## WRITTEN PROBLEM:
Only the lines from the one with "One point belongs on each instance of the utility" through the final line should be given again, exactly as they appear, minus the pictures.

[Named-object pointing records]
+ + + +

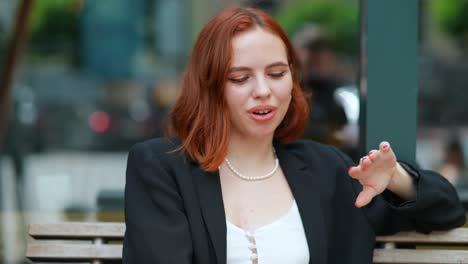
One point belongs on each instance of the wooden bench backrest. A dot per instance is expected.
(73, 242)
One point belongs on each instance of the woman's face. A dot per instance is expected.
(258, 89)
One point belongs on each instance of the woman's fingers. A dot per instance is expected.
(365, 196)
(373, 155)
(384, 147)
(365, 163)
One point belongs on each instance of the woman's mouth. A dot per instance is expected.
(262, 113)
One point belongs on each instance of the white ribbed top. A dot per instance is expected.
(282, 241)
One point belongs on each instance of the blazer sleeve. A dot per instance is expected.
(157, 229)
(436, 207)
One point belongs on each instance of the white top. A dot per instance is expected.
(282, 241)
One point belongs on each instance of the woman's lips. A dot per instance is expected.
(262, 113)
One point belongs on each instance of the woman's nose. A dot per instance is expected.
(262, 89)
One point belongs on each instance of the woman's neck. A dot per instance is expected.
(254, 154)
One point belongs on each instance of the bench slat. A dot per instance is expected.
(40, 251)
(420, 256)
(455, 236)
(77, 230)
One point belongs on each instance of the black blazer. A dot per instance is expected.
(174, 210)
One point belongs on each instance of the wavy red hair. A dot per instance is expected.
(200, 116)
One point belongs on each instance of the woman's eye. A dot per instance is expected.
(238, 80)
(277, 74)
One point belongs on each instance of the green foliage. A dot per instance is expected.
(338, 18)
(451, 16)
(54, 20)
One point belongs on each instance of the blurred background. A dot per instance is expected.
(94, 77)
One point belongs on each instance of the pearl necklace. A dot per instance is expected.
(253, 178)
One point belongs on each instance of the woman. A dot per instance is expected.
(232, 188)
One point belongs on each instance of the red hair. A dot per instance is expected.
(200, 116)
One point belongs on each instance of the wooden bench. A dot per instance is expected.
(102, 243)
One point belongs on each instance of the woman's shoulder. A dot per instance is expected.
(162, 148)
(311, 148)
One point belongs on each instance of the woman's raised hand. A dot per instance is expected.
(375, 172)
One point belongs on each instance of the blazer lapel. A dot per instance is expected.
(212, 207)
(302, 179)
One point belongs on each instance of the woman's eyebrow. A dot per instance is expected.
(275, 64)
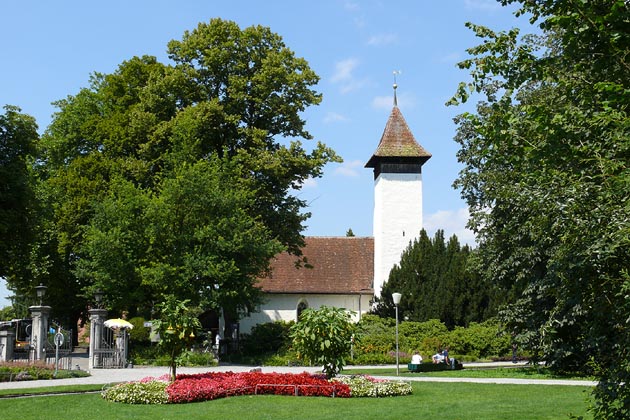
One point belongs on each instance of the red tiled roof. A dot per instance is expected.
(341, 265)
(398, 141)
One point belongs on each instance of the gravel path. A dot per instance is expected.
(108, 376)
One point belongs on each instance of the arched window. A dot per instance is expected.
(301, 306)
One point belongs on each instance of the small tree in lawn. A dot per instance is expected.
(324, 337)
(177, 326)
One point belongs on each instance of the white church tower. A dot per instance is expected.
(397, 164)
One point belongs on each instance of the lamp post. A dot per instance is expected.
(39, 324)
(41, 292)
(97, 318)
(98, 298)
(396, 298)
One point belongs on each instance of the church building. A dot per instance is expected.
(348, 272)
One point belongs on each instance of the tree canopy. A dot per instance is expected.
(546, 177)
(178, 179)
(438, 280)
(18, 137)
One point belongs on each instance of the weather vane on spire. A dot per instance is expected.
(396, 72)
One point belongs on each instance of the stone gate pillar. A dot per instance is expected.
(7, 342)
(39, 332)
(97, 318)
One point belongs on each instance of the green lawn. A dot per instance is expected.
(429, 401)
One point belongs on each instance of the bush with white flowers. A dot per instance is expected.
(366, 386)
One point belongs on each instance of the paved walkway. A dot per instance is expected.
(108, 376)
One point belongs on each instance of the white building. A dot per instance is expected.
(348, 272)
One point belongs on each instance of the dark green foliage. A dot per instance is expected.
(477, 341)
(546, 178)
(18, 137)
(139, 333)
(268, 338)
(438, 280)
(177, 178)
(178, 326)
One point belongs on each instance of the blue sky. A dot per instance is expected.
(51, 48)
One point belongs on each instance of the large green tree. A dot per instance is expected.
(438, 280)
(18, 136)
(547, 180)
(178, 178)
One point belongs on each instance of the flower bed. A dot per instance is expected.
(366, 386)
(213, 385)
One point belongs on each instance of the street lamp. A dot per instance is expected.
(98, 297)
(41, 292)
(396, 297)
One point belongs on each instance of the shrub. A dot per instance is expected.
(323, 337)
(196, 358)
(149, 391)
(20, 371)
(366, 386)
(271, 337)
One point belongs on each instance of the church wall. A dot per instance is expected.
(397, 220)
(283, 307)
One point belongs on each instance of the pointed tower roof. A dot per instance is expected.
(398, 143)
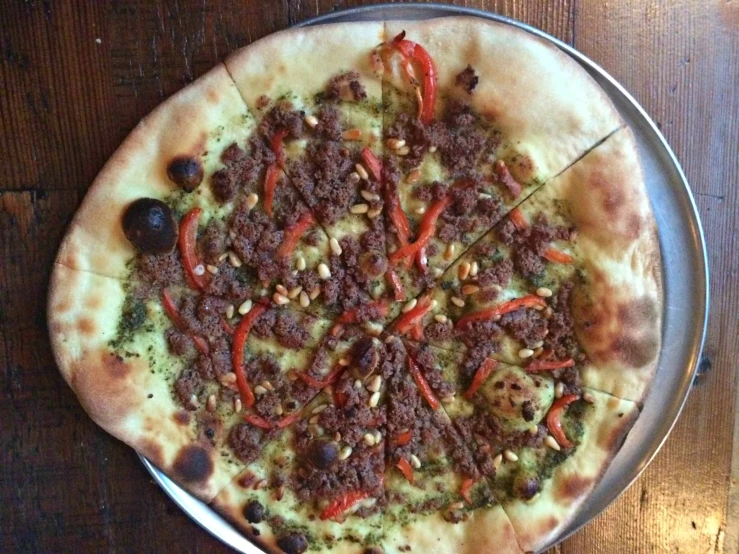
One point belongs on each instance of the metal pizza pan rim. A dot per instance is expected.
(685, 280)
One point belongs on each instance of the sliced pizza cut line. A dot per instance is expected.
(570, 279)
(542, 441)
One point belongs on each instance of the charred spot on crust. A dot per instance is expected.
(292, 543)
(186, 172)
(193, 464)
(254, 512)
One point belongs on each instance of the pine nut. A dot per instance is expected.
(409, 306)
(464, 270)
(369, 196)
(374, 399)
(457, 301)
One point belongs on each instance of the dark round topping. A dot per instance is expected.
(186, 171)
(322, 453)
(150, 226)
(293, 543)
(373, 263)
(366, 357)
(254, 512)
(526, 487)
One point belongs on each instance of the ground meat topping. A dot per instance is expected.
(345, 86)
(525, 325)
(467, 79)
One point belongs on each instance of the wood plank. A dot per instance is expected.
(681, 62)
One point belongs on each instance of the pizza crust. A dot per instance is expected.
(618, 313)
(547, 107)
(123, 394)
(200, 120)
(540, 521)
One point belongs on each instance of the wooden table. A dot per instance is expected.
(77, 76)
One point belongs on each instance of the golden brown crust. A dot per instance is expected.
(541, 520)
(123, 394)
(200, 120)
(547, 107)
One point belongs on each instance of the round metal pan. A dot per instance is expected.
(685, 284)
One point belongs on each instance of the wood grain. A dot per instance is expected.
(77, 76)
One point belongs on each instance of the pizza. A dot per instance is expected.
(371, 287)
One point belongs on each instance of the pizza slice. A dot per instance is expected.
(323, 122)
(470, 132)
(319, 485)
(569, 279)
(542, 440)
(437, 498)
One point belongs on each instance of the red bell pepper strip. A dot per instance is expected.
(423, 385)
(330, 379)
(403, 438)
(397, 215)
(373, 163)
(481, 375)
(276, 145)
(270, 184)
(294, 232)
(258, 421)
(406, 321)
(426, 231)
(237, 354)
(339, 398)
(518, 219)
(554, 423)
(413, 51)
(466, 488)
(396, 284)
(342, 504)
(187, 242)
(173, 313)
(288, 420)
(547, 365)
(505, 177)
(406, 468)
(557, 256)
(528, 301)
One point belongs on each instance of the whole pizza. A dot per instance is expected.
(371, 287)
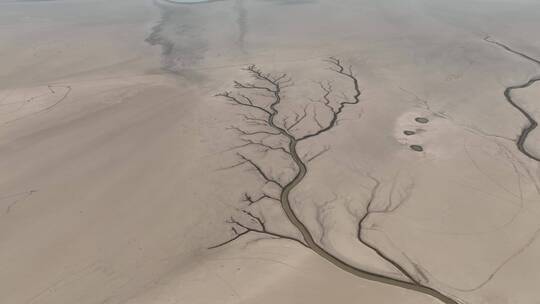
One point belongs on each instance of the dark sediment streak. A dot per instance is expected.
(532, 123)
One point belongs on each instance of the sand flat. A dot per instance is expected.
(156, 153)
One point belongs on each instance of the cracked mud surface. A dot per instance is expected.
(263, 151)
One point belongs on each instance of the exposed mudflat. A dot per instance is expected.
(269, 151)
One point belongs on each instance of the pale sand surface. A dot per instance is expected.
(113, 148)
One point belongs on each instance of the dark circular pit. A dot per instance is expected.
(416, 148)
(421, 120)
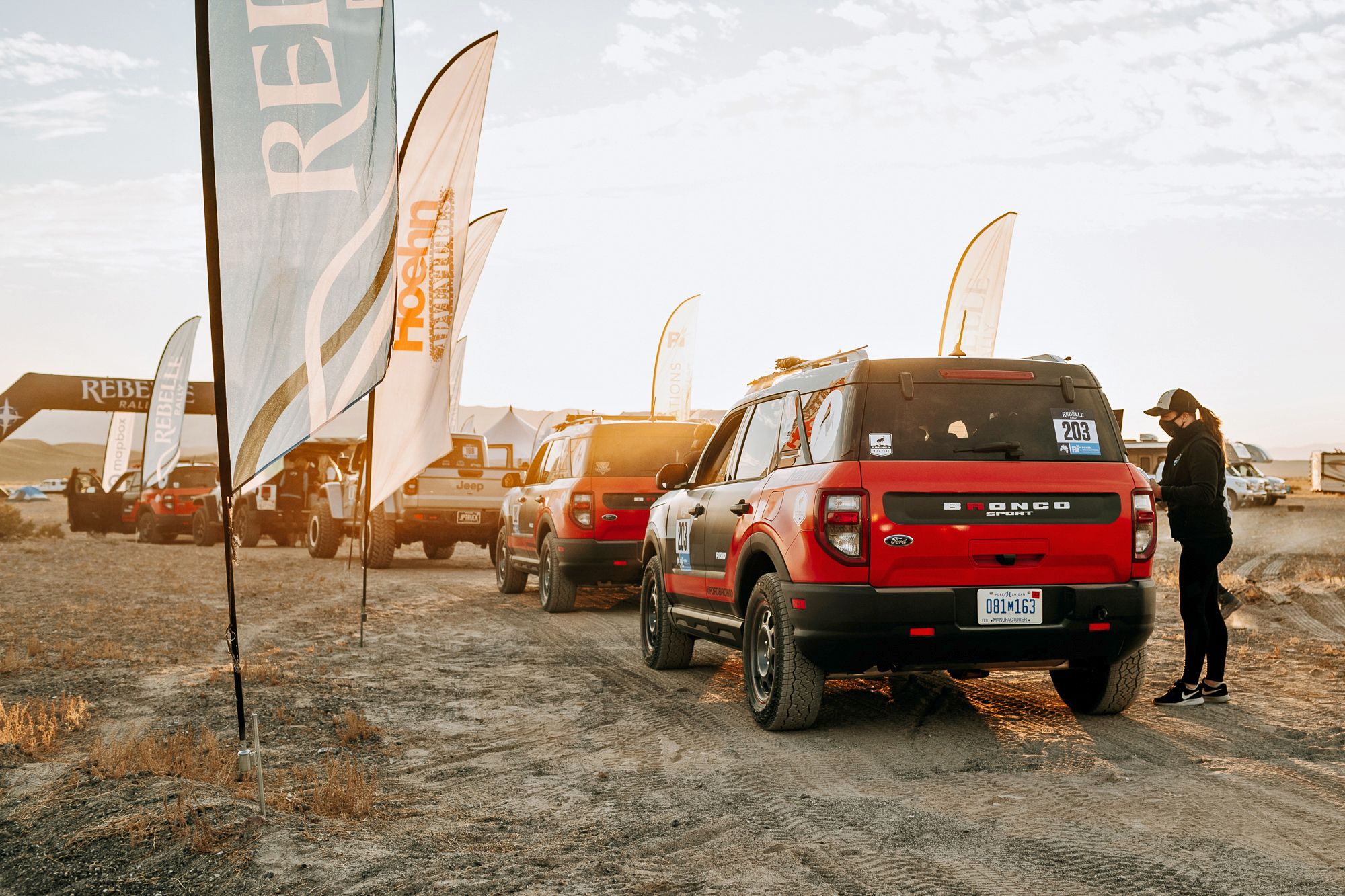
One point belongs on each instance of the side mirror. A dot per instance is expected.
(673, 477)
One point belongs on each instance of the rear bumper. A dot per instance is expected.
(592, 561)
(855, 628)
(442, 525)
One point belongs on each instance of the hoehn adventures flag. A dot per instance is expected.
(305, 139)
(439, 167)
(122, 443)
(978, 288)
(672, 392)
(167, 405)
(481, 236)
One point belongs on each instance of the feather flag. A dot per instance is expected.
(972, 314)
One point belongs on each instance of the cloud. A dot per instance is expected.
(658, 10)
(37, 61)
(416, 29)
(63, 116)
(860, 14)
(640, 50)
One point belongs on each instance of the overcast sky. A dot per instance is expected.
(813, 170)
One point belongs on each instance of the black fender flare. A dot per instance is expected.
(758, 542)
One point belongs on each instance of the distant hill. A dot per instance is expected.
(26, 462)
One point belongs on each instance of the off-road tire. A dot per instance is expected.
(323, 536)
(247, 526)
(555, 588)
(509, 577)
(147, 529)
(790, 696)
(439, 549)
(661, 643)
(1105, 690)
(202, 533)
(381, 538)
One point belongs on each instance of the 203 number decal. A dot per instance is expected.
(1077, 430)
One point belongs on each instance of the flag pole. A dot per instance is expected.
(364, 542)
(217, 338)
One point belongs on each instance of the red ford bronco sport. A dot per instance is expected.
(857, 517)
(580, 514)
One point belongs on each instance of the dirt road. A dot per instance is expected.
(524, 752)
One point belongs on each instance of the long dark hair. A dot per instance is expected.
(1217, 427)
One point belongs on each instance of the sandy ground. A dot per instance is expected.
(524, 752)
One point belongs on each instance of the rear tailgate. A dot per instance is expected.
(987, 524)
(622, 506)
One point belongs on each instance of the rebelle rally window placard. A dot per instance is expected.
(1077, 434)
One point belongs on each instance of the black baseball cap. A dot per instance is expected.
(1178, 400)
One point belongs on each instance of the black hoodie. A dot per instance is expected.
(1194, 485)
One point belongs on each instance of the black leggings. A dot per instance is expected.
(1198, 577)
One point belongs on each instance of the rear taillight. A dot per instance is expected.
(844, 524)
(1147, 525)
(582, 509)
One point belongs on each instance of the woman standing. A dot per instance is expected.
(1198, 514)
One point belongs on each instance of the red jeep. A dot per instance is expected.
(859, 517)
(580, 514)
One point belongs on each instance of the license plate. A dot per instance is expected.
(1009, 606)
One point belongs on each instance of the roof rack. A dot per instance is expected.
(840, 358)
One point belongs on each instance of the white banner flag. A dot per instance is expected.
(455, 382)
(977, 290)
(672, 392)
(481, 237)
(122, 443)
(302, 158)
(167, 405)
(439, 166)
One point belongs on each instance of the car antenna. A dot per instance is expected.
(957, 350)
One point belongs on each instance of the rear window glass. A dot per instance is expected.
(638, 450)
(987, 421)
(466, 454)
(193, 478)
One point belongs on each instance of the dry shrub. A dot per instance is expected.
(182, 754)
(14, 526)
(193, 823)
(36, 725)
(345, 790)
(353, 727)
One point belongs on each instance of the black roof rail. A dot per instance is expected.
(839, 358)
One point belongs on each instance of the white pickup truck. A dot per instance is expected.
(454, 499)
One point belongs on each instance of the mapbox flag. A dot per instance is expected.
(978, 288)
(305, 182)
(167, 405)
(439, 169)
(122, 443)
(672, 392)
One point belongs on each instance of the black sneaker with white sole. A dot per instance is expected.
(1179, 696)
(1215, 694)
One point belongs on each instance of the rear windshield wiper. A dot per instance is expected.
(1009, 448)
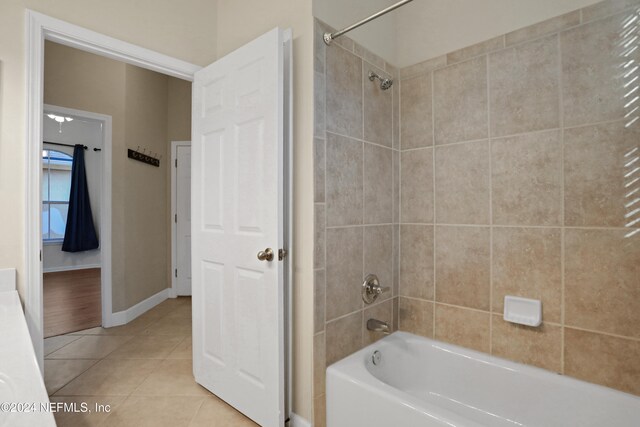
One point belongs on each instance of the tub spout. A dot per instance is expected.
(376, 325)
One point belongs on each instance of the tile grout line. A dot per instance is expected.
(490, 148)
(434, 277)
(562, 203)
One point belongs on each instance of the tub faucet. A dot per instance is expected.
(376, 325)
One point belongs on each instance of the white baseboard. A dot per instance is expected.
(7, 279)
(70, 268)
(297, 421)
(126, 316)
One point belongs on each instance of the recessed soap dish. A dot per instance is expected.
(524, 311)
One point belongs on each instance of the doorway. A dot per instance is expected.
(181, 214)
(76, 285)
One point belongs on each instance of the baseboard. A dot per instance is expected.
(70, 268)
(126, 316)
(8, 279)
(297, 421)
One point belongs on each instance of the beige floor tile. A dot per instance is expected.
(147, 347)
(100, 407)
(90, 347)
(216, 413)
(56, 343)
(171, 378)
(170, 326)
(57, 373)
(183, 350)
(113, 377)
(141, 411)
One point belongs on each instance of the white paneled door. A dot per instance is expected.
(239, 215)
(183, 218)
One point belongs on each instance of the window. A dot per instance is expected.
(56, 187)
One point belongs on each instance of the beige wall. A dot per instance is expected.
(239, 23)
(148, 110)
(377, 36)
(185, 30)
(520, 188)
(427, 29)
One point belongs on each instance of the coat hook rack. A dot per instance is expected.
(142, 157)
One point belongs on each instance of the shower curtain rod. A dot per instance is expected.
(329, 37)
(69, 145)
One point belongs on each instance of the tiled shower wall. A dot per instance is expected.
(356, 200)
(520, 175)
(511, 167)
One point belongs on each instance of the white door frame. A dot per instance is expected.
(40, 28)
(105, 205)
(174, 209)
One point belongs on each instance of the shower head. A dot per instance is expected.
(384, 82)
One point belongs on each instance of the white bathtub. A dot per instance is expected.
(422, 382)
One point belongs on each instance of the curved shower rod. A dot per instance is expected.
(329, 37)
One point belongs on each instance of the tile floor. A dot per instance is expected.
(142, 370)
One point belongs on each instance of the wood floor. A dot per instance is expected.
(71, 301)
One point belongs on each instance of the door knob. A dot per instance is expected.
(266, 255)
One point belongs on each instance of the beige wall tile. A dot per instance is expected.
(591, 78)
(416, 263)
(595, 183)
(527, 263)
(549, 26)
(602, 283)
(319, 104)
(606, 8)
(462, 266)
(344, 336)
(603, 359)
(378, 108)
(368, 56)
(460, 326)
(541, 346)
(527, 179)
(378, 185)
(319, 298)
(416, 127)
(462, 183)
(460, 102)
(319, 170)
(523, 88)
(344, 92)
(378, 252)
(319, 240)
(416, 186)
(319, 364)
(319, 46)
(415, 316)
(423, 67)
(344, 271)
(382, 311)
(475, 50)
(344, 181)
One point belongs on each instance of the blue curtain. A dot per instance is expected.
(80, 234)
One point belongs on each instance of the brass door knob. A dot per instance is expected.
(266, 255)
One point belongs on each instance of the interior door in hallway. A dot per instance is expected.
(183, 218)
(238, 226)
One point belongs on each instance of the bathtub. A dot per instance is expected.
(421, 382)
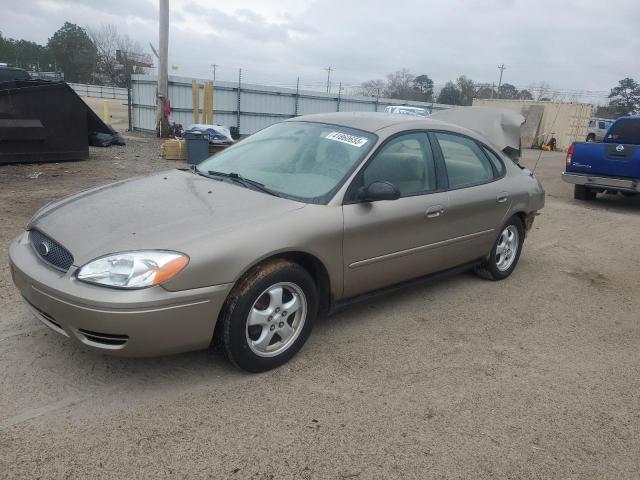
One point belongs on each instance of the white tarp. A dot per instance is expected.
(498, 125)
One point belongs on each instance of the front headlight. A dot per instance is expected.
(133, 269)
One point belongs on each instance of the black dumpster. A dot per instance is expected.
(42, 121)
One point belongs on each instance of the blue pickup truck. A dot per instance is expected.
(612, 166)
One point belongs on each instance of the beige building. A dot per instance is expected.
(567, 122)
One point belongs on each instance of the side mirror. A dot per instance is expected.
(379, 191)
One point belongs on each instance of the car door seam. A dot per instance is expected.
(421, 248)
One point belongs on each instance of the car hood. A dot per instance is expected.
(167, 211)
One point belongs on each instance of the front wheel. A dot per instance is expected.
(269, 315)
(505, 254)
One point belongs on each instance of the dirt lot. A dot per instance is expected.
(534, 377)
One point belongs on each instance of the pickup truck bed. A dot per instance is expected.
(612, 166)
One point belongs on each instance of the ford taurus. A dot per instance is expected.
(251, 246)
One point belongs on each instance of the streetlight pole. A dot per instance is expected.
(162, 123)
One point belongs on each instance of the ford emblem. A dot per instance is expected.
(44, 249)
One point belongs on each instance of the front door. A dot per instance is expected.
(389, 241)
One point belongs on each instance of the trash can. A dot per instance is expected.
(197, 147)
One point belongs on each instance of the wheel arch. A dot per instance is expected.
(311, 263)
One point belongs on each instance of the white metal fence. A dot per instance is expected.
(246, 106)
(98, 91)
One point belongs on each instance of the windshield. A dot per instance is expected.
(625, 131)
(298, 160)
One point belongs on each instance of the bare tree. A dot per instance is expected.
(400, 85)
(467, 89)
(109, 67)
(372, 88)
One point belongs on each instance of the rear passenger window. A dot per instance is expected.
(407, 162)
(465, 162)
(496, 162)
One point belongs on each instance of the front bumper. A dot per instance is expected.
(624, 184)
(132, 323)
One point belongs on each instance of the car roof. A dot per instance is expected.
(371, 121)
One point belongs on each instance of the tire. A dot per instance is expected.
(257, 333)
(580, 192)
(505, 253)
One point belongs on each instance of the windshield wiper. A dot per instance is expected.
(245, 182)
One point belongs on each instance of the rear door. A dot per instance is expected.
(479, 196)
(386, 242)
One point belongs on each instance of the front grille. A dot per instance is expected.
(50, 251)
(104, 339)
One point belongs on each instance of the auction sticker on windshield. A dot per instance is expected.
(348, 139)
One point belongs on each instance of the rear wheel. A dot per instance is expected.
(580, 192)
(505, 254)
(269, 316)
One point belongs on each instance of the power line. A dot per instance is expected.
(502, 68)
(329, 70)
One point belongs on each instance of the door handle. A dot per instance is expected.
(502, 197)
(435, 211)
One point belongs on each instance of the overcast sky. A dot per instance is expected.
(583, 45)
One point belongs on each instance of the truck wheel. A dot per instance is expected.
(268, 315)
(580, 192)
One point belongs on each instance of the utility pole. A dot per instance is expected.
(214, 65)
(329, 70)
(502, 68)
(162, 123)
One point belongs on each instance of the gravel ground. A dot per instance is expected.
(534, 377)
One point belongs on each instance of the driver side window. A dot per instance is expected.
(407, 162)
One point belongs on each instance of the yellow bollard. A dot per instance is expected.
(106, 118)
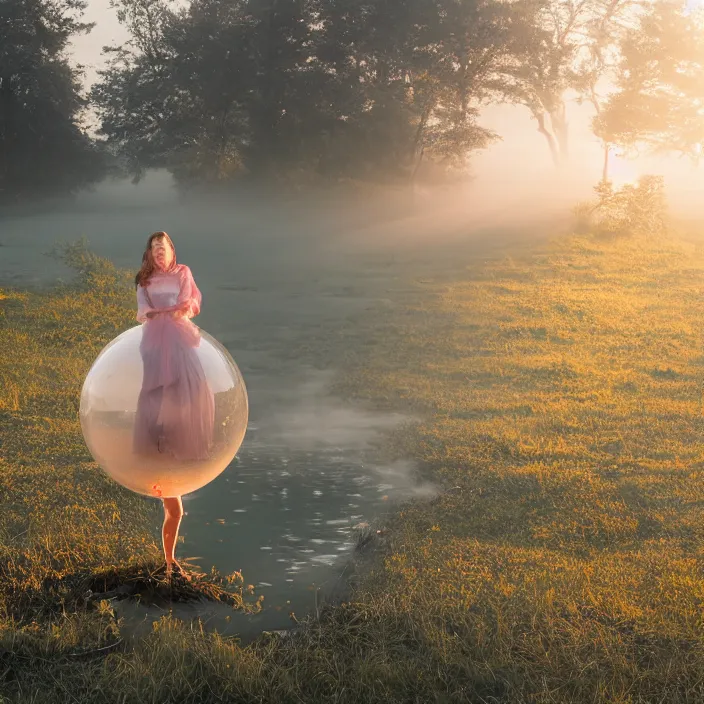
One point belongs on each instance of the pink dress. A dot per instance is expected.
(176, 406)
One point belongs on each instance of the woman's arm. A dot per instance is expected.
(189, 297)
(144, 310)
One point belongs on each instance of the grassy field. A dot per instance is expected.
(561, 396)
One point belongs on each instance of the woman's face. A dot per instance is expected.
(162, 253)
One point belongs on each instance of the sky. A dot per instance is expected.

+ + + +

## WRITTEN ANSWER:
One point belongs on each instance of the utility pole. A dot per instance is expected.
(214, 65)
(329, 70)
(502, 68)
(162, 123)
One point belongs on each instance of the gravel ground. A dot per instance is expected.
(534, 377)
One point belongs on each instance of the driver side window. A dot per instance is expected.
(407, 162)
One point belongs on each instance of the yellow bollard. A dot per instance is expected.
(106, 118)
One point belongs on each instance of the pink dress. A dot per instance is expected.
(176, 406)
One point belongs on each instance of the woman's arm. A dot per instance is expected.
(189, 297)
(144, 310)
One point belongs on each instance of the grassy field. A dot per instance is expected.
(561, 396)
One point belongs on each instance of the woman's face. A dot per instance is expected.
(162, 253)
One point belongs on each instance of the sky. A dot per instance is expected.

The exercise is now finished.